Text for analysis:

I recognise that 59.1% of voters in Waltham Forest and 54% of voters in Redbridge supported remaining in the EU, but this was a national referendum. Many people who voted to remain acknowledge that their view did not prevail in the referendum, and now want the process to be fulfilled as effectively as possible. Many of my colleagues across the House of Commons voted Remain (some actively campaigning) but the areas they represent frequently voted to Leave.

Many have raised with me the desirability of a second referendum. While I can see why this is being put forward I cannot agree. I believe that the continual raising of this prospect has done no good in persuading the EU negotiators to offer us a good deal as they want see the UK reject the opportunity to leave. It would also be a catastrophic blow to the confidence that millions of people have in our democracy if having made a decision they were told to try again until they gave the "correct" answer. There is little evidence thus far that substantial numbers of Leave voters have changed their minds, the polling I have seen shows such small samples of voters per constituency and it is impossible to extrapolate a reasonable conclusion from it. MPs now have an obligation to implement this national decision. I do not see a second referendum as some sort of magic bullet that will get us out of an extremely difficult situation - simple solutions to complicated situations are often anything but. My fear is that another plebiscite would divide the country even more deeply and bitterly than the situation we have now. I am always prepared to listen to arguments, unlike, I might add, some people on both sides who are just not listening. However, the above is a very real fear, certainly without any really profound evidence that Brexit areas have seen a shift in opinion.

Raw data:

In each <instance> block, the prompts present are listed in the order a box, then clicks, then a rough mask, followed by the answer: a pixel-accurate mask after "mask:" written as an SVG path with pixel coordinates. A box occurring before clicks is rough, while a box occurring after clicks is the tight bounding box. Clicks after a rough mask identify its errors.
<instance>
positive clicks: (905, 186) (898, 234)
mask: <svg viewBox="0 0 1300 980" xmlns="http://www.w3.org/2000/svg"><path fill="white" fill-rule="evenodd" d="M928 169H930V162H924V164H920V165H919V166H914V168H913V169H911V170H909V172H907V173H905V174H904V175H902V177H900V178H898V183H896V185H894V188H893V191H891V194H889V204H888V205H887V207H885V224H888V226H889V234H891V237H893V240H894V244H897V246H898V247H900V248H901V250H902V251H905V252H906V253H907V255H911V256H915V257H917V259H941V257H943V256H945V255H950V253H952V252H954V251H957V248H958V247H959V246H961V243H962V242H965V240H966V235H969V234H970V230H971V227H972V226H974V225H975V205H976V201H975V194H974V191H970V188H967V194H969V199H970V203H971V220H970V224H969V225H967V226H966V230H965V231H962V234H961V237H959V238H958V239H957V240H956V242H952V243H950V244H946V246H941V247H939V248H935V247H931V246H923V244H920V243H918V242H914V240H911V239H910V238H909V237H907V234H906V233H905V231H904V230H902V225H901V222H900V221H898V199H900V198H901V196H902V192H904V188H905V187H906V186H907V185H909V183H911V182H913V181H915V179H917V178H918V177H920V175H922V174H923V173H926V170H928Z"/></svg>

Using the information:
- 1) Can you repeat the referendum text starting at "I recognise that" and ending at "voted to Leave.", substituting "House of Lords" for "House of Commons"?
- 2) According to the referendum text, what share of voters in Redbridge supported remaining in the EU?
The material comes from a separate source unrelated to the referendum text.

Task solutions:
- 1)
I recognise that 59.1% of voters in Waltham Forest and 54% of voters in Redbridge supported remaining in the EU, but this was a national referendum. Many people who voted to remain acknowledge that their view did not prevail in the referendum, and now want the process to be fulfilled as effectively as possible. Many of my colleagues across the House of Lords voted Remain (some actively campaigning) but the areas they represent frequently voted to Leave.

- 2) 54%